Exercise. Continue the passage about data recovery and backups, starting right after its last sentence.
----- Extract provided -----
If it’s simply a matter of accidental deletion, this is the easiest problem to fix most of the time, and will be far less expensive than if the problem was due to file corruption or a hardware failure of some sort.

If the problem was caused by file corruption, then the data can be successfully recovered (or partially recovered) most of the time, but it requires deconstructing the file, discarding the bad bits, and then reconstructing the file. As you can imagine, that process can take some time, and you have to multiply that time by the number of affected files.

The next level of fault is where a hard drive controller board fails. This is a PCB that sits on top of the drive and can actually be removed and replaced. If the drive is rare, it can be very expensive to replace the damaged controller board. It’s also easier to do with newer drives than with very old ones.

Any fault requiring physical access to the drive platters will be the most expensive and difficult problem to fix (typically upwards of $25,000), and the drive itself will need to be replaced because once it’s opened, it can’t be reused. Recovering data in this way is difficult. It requires special hardware, skilled technicians, and the success rate is very low.

Real-Time Incremental Offsite Backups

Data loss should be considered an eventual inevitability. Another inevitability is that data recovery will always cost much more than keeping proper backups of your data files.

The old fashioned way to back up data was to schedule it to take place at a time when nobody was likely to be using the system for work purposes. This method is no longer valid due to the much larger storage capacity of modern drives (so full system backups take too long to complete), and because many organizations may have people performing work tasks at any hour of the day or night.
----- Data supplied -----
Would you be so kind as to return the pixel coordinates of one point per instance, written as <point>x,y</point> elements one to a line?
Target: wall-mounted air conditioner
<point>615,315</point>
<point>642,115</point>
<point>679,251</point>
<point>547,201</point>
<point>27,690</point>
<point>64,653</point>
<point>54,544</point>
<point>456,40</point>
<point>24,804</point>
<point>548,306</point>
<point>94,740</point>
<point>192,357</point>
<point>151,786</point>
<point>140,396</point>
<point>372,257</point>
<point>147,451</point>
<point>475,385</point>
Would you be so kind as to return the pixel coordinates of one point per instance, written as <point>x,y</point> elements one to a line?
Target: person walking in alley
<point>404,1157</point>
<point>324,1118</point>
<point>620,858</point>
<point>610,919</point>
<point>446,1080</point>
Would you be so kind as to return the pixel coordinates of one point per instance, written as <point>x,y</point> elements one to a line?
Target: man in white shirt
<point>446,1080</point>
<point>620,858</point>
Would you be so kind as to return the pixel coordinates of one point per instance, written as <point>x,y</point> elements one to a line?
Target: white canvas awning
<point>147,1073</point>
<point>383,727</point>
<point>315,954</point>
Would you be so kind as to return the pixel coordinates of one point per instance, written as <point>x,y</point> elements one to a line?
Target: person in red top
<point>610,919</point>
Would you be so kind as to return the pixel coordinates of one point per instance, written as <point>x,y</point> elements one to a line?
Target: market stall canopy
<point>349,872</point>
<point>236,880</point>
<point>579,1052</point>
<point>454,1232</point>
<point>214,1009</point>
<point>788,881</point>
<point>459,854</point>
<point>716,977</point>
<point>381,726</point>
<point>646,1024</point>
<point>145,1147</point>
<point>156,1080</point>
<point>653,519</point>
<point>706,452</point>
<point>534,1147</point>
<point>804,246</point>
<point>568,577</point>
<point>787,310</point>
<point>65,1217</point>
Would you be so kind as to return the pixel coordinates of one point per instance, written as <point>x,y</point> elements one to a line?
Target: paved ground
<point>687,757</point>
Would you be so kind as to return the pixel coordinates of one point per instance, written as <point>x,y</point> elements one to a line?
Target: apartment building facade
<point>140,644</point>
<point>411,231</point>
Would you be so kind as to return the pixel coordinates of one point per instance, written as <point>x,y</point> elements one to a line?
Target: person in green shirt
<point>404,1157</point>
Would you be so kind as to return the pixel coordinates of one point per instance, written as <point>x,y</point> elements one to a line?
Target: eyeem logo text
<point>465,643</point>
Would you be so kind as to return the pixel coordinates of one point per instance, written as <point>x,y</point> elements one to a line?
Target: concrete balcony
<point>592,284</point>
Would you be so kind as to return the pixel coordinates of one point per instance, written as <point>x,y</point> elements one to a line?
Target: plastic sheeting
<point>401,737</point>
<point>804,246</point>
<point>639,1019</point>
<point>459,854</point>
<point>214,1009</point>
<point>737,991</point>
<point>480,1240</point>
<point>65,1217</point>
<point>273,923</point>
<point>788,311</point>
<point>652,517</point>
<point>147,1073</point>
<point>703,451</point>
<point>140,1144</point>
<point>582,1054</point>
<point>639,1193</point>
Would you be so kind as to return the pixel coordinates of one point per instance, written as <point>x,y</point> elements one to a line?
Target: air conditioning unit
-----
Result of the task.
A much better way to create backups exists now. This method backs up all your data files initially, and then later backs up any files you make changes to. The backup is fast and efficient, because only files that are being modified get backed up. This is how it works:

  1. Backup software detects that a user has opened a file.
  2. Backup software makes a temporary copy of the file on the local machine.
  3. When the user closes or saves the file, the backup software compares the checksum of the temporary copy to the original file.
  4. If the checksums are different, a new temporary copy of the file is made and uploaded to the cloud as a version of the file.
  5. The temporary files created in the process are deleted.

The benefits of backing up files this way include:

  • The file is only backed up if it is changed – backing up a file that is identical to an already stored version of the file would be a pointless waste of resources.
  • The backup happens instantly.
  • Very large files can be opened and worked on even if the backup hasn’t fully completed, because only a copy of the file is being uploaded.
  • Multiple files can be opened and worked on at the same time, and the process is the same for each one.
  • The software only consumes resources when it is doing something, the resource consumption while working is minimal, and the uploads can (in most cases) be throttled to avoid bandwidth congestion.
  • Multiple versions of files are available, and you can roll back to whichever version is the last known “good” version of the file.
  • The backed up files are stored offsite, so even if there was some kind of crisis in your workplace where all the computers became unusable (fire, natural disaster, theft), you would still be able to access your data once you had access to a replacement computer.

The backup software also detects when new files are downloaded or copied from external media, and makes backups of those files, too. You can instruct the software not to do this if you would prefer that it did not.

Nerds-2-You makes it easy to protect your data

Nobody wants to pay those high data recovery costs. The best way to avoid that is by making sure your data is properly backed up. The best way to get your data backed up is with help from Nerds-2-You. Call us to find out more.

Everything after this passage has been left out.